MATERIAL FOR THIS TASK:
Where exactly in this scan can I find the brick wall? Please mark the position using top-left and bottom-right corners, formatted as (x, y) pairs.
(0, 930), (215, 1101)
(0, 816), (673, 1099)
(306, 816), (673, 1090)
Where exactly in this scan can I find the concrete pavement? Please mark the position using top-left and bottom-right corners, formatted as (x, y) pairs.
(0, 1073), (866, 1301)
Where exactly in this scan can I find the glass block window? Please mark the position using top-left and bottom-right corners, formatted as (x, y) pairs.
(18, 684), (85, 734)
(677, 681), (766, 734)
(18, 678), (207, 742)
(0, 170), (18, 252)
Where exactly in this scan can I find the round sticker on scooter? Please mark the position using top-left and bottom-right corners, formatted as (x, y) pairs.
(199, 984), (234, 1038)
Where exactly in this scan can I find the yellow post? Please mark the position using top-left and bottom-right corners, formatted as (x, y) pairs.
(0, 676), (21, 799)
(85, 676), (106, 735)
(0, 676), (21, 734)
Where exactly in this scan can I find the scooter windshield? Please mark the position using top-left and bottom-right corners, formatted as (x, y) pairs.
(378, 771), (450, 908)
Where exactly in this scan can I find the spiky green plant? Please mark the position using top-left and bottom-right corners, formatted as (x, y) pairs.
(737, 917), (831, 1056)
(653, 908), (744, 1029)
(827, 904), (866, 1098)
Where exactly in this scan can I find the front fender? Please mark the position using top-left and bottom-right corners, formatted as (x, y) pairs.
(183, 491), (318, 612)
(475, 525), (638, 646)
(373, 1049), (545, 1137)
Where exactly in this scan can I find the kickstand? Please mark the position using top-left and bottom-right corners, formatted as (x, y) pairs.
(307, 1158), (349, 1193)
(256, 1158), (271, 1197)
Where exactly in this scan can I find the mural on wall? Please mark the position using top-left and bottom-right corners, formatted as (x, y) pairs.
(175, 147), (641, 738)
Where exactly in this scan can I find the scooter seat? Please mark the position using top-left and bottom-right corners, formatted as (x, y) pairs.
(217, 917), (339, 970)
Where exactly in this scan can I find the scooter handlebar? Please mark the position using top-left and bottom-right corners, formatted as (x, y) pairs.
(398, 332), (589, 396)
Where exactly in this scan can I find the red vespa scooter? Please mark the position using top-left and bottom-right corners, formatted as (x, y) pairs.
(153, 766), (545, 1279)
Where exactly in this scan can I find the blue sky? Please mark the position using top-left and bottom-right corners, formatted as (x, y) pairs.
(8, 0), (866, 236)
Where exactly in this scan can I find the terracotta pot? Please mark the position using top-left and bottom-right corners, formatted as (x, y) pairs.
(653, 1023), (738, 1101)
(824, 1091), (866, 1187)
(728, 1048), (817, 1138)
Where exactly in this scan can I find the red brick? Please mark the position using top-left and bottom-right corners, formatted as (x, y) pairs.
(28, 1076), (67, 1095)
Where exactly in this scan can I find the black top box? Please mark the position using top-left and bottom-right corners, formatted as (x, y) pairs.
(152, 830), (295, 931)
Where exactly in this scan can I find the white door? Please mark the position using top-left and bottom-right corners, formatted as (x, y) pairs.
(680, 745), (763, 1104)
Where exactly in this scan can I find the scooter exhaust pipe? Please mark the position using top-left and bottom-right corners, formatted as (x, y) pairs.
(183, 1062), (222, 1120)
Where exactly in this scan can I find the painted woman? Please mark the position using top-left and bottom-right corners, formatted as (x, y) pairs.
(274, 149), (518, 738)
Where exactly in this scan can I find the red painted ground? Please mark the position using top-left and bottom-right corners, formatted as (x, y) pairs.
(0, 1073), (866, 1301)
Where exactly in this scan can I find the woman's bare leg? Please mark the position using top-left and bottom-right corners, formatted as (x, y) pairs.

STATED PROBLEM:
Please rescale the data from its start through the line that contains "(0, 676), (21, 734)", both ends included. Give each of those lines again, requests too, with every coordinate in the answers multiplied by 1.1 and rounded to a whole number, halves rounding up.

CORRECT ANSWER:
Where exactly in this scan can I find the brick wall? Please mark the position using top-left and bottom-right corners, formatted as (x, y) pairs.
(0, 1023), (237, 1211)
(0, 898), (740, 1209)
(337, 898), (740, 1199)
Where exactly in this scan can I find the concrete pavement? Please mark the position using top-left and bottom-right corners, formatted as (x, y) pairs.
(0, 1180), (953, 1431)
Where exactly in this scan can I find the glass block window? Please mark the position using top-left and bottom-right corners, formatted as (x, y) pairs.
(20, 752), (94, 807)
(745, 749), (843, 807)
(20, 746), (228, 816)
(0, 187), (20, 277)
Where exactly in this scan can I find the round sticker on scooter? Please mark the position using top-left and bottom-right corners, formatted as (x, y) pairs.
(219, 1082), (257, 1142)
Where exactly in this scan can I find the yellow post? Please mark the position using top-left and bottom-right corners, formatted as (x, y) pairs.
(0, 744), (23, 879)
(94, 744), (117, 809)
(0, 744), (23, 807)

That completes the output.